=== GIVEN DATA ===
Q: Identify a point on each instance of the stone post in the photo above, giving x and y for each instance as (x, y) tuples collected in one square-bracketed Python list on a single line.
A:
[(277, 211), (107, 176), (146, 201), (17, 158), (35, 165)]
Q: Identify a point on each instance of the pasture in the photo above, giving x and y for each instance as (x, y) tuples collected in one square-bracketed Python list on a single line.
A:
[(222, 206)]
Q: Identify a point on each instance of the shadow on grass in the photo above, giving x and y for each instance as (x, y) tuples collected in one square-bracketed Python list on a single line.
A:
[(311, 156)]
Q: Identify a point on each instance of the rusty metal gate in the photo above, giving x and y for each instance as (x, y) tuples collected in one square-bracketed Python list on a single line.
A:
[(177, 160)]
===
=== GIVEN DATA ===
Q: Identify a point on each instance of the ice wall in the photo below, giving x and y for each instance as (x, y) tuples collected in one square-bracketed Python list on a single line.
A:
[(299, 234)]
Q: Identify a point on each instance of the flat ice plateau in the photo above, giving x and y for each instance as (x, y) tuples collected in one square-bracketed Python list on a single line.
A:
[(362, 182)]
===
=== GIVEN DATA ===
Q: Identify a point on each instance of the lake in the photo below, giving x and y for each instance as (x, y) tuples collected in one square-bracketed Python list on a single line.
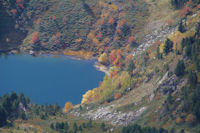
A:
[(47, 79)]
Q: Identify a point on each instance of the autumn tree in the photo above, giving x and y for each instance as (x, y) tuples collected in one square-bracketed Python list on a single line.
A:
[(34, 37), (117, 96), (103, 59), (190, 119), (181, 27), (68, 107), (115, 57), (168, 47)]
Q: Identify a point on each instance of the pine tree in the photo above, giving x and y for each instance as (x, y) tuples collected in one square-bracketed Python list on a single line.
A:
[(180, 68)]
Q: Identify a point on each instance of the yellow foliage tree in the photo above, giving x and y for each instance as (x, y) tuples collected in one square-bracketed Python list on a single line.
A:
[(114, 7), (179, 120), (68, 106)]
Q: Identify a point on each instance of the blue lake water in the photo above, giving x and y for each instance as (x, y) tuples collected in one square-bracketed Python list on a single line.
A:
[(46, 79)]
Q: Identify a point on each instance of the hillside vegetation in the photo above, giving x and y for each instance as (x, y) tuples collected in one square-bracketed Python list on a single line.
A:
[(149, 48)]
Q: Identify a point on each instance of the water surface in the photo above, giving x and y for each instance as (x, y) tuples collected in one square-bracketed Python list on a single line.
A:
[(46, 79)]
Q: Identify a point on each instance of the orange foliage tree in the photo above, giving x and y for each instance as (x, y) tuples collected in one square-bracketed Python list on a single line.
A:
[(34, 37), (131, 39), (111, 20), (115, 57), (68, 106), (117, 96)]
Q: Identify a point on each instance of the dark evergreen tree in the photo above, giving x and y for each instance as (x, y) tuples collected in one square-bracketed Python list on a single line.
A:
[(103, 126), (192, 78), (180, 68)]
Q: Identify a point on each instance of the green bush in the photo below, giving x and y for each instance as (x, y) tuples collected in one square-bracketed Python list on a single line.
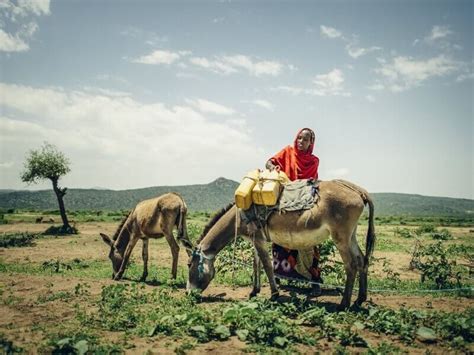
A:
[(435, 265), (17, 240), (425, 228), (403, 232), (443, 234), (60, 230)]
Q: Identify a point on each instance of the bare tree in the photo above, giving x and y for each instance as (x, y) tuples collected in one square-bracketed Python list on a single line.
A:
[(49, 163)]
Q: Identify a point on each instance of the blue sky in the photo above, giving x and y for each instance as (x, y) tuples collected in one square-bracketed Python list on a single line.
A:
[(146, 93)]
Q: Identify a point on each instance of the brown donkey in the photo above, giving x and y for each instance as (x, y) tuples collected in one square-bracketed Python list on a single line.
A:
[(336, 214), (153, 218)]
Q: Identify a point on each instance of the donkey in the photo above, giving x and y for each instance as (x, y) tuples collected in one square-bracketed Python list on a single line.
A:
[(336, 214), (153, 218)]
===
EXERCISE AIM: Rename "stone post" to "fence post" in the material, starting at the line that has "Q: Identify a point on each instance of the stone" and stopping after the line that has "[(222, 206)]". Give those lines again with nothing else changed.

PROBLEM SOLUTION:
Q: Identify a point on each instance of the fence post in the photo above, giving x and y for each instance as (x, y) tuples collected in one square-bracketed Python list on a single line.
A:
[(277, 211), (107, 176), (146, 201), (17, 158), (35, 165)]
Q: Identify a point on each instance of the pasture in the photo above, giving x and y for each instance as (x, y) tuples collected in one square-bracketed Python list on a single line.
A:
[(222, 206)]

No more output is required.